▶ [필요한 작업]:
아래의 줄을 하나도 빠짐없이 그대로 옮겨 적어 주시겠어요? 그림은 답에 넣지 마세요.

▶ [제공된 줄]:
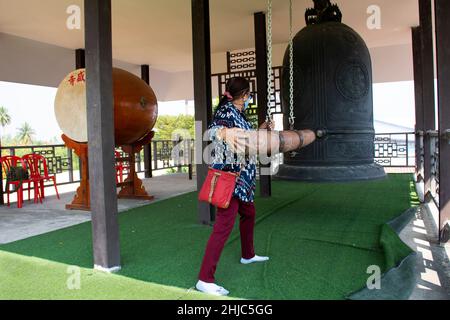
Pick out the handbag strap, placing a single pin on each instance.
(213, 185)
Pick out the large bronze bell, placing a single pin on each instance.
(333, 95)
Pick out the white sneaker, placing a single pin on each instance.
(211, 288)
(254, 259)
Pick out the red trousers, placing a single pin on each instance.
(223, 226)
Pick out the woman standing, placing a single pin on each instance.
(231, 114)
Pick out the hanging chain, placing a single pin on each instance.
(269, 60)
(291, 71)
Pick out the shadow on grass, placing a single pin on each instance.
(321, 239)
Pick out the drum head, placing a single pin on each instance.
(70, 106)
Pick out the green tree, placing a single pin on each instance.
(5, 118)
(25, 134)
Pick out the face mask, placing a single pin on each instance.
(247, 102)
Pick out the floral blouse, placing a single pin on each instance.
(228, 116)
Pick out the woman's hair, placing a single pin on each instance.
(234, 89)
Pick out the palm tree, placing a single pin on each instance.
(5, 118)
(26, 133)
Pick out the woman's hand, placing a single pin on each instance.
(268, 125)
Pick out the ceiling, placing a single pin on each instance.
(158, 32)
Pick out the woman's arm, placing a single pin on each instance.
(255, 142)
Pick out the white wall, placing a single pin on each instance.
(32, 62)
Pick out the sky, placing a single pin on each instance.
(393, 103)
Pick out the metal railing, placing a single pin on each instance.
(395, 149)
(63, 161)
(434, 172)
(391, 150)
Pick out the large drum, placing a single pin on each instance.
(135, 107)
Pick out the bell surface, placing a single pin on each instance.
(333, 95)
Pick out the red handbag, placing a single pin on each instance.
(218, 188)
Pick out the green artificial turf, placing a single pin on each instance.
(321, 238)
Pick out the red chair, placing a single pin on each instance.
(37, 165)
(120, 167)
(8, 162)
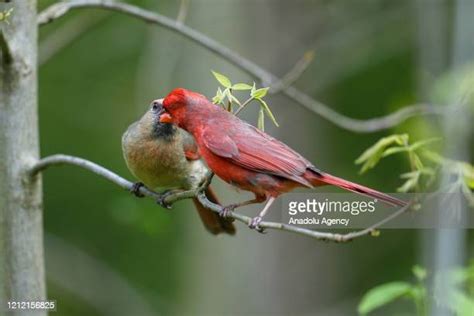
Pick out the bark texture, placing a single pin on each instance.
(21, 222)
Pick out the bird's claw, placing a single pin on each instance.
(161, 200)
(226, 212)
(254, 224)
(135, 189)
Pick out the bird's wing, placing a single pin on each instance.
(189, 146)
(253, 149)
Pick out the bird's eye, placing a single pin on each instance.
(155, 106)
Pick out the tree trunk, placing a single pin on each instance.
(21, 225)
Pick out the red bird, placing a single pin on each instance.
(246, 157)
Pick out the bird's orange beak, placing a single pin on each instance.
(165, 117)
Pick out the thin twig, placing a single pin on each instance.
(57, 160)
(7, 55)
(57, 10)
(294, 74)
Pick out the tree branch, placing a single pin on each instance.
(57, 10)
(7, 55)
(57, 160)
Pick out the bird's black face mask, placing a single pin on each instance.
(161, 130)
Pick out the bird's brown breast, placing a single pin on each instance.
(156, 162)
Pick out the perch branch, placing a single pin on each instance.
(5, 49)
(59, 9)
(57, 160)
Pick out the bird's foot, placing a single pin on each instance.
(226, 211)
(162, 199)
(135, 189)
(254, 224)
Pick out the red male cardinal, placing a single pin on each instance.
(162, 155)
(246, 157)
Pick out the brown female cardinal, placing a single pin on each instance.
(246, 157)
(162, 155)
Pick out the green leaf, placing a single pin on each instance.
(269, 113)
(219, 97)
(422, 143)
(241, 86)
(418, 163)
(254, 88)
(419, 272)
(393, 150)
(468, 174)
(223, 80)
(372, 155)
(382, 295)
(231, 97)
(261, 120)
(259, 93)
(411, 183)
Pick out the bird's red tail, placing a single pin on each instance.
(325, 178)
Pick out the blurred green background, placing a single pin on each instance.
(109, 253)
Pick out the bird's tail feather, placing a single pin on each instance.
(325, 178)
(214, 223)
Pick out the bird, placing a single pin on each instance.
(246, 157)
(161, 155)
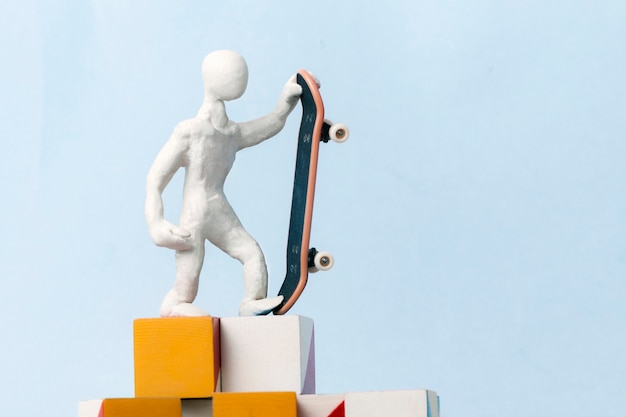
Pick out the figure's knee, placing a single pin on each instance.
(249, 252)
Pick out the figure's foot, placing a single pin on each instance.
(183, 310)
(259, 307)
(173, 306)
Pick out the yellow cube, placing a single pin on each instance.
(131, 407)
(177, 357)
(255, 404)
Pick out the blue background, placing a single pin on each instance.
(477, 214)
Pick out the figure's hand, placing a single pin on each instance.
(167, 235)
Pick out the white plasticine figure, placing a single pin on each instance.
(206, 146)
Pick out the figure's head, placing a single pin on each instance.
(225, 75)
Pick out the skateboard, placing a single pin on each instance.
(301, 259)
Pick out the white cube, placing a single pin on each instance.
(268, 353)
(412, 403)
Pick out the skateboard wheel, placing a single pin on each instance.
(339, 132)
(323, 261)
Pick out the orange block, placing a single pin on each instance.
(254, 404)
(131, 407)
(177, 357)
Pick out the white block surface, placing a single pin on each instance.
(318, 405)
(268, 353)
(413, 403)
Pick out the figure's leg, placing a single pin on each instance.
(239, 244)
(177, 302)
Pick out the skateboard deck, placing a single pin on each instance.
(298, 252)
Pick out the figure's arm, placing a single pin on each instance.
(258, 130)
(167, 162)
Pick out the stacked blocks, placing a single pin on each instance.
(241, 366)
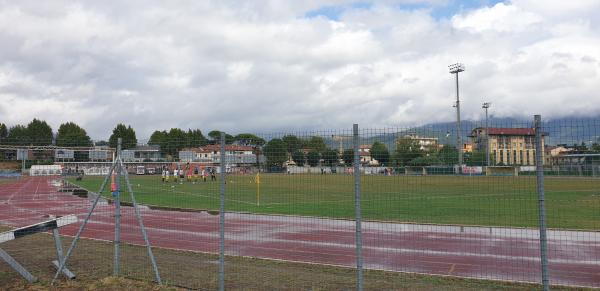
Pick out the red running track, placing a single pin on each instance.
(474, 252)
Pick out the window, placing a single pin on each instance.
(521, 157)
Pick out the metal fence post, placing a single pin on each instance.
(539, 163)
(117, 199)
(357, 202)
(222, 218)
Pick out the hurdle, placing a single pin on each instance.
(52, 224)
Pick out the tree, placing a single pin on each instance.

▶ [작업 결과]:
Pick out the handbag strap, placing a single pin on each instance.
(213, 185)
Pick out the large bronze bell, placing a single pin on each instance.
(333, 95)
Pick out the white sneaker, placing a single pin on each instance.
(211, 288)
(254, 259)
Pick out the red trousers, placing a single pin on each instance.
(223, 226)
Pick out the woman standing, placing a single pin on each instance.
(231, 114)
Pick out the hanging chain, placing a single pin on each instance.
(269, 60)
(291, 71)
Pick out the shadow on grass, placing a single pin on each instance.
(321, 239)
Pick out the drum head, placing a single pin on each instance.
(70, 106)
Pick out the green tree, placing a single pin on each instance.
(5, 118)
(25, 134)
Pick out the face mask, placing a single pin on each instance.
(247, 102)
Pick out the floral blouse, placing a single pin on each instance.
(228, 116)
Pick out the woman's hair, placing a single pin on each instance.
(234, 89)
Pick out the palm tree, placing a single pin on each instance.
(5, 118)
(26, 133)
Pick out the woman's hand, placing a single pin on each instance.
(268, 125)
Pick out the ceiling, placing a single pin on each instance.
(158, 32)
Pick out the woman's arm, placing a single pin on each instance.
(255, 142)
Pick out the white wall, placing a single pin on each instance.
(32, 62)
Pick out the sky, placing a single pin on each instance.
(393, 103)
Pick out the metal railing, placing a single pin on each instance.
(395, 149)
(63, 161)
(434, 172)
(391, 150)
Pick out the large drum, placing a single pin on each instance.
(135, 107)
Pick out the bell surface, placing a single pin on each instance.
(333, 95)
Pick out the red handbag, placing a single pin on each instance.
(218, 188)
Pick out the green artificial turf, placing a single pin on each instance.
(321, 238)
Pick out the red chair, placing a single pin on each instance.
(37, 165)
(120, 167)
(8, 162)
Pick out the bark texture, placing a single pin on each instance.
(21, 222)
Pick out the bird's claw, placing a single pin on each instance.
(161, 200)
(226, 212)
(254, 224)
(135, 189)
Pick out the bird's wing, placing a single pin on each instance.
(189, 146)
(253, 149)
Pick out the bird's eye, placing a single pin on each instance.
(155, 106)
Pick out the tree trunk, placing a single pin on each instance.
(21, 225)
Pick out the red bird, placing a single pin on each instance.
(246, 157)
Pick out the bird's orange beak, placing a single pin on each instance.
(165, 117)
Pick out the thin twig, placing a single pin on each instance.
(57, 160)
(7, 55)
(57, 10)
(294, 74)
Pick out the tree branch, placing a single pin on each instance.
(57, 10)
(7, 55)
(57, 160)
Pick out the bird's black face mask, placing a single pin on each instance.
(161, 130)
Pick out the bird's brown breast, placing a single pin on each instance.
(156, 162)
Pick out the perch branch, placing a single pin on each instance.
(5, 49)
(59, 9)
(57, 160)
Pick out the bird's foot, placing a single pin on each instance.
(226, 211)
(162, 199)
(135, 189)
(254, 224)
Pick out the red male cardinal, placing a single pin on each instance.
(162, 155)
(246, 157)
Pick out the brown female cardinal, placing a single pin on each instance.
(246, 157)
(162, 155)
Pick out the green leaf, placing a single pin on each instance.
(269, 113)
(219, 97)
(422, 143)
(241, 86)
(418, 163)
(254, 88)
(419, 272)
(393, 150)
(468, 174)
(223, 80)
(372, 155)
(382, 295)
(231, 97)
(261, 120)
(259, 93)
(411, 183)
Pick out the bird's red tail, placing a single pin on each instance.
(325, 178)
Pick out the blurred green background, placing a single pin on each instance.
(109, 253)
Pick out the bird's tail feather, placing a single pin on each instance.
(325, 178)
(214, 223)
Pick out the bird, placing a single pin on each instance.
(246, 157)
(161, 155)
Pick out the figure's knee, placing a single pin on each instance.
(249, 252)
Pick out the figure's foot, placing a single pin on each instance.
(183, 310)
(259, 307)
(173, 306)
Pick out the yellow cube, placing a single pin on each instance.
(131, 407)
(177, 357)
(255, 404)
Pick out the blue background, placing a single pin on each instance.
(477, 214)
Pick out the figure's hand, placing a single pin on each instance.
(167, 235)
Pick out the white plasticine figure, placing a single pin on each instance.
(206, 146)
Pick out the figure's head, placing a single pin on each instance.
(225, 75)
Pick out the skateboard, placing a single pin on each instance.
(301, 259)
Pick out the white cube, placing a single pin on each instance.
(268, 353)
(412, 403)
Pick out the skateboard wheel, placing a single pin on each instance.
(339, 132)
(323, 261)
Pick out the orange block, placing a single pin on each instance.
(254, 404)
(131, 407)
(177, 357)
Pick out the white block surface, placing a single pin on each instance.
(318, 405)
(268, 353)
(413, 403)
Pick out the figure's leg, placing a single pin on each instance.
(239, 244)
(177, 302)
Pick out the skateboard deck, placing a single pin on each instance.
(298, 252)
Pick out the figure's arm, placing a single pin on each instance.
(258, 130)
(167, 162)
Pick out the stacked blocks, placing a single pin on each instance.
(241, 366)
Pick out the red running track, placing a single pin on each instance.
(474, 252)
Pick out the window, placing a single pin on each instance.
(521, 157)
Pick out the metal fence post, placing a single pin on each instance.
(539, 163)
(117, 199)
(357, 202)
(222, 218)
Pick out the hurdle, placing a single pin on each instance.
(52, 224)
Pick out the tree, placing a single pin on each instance.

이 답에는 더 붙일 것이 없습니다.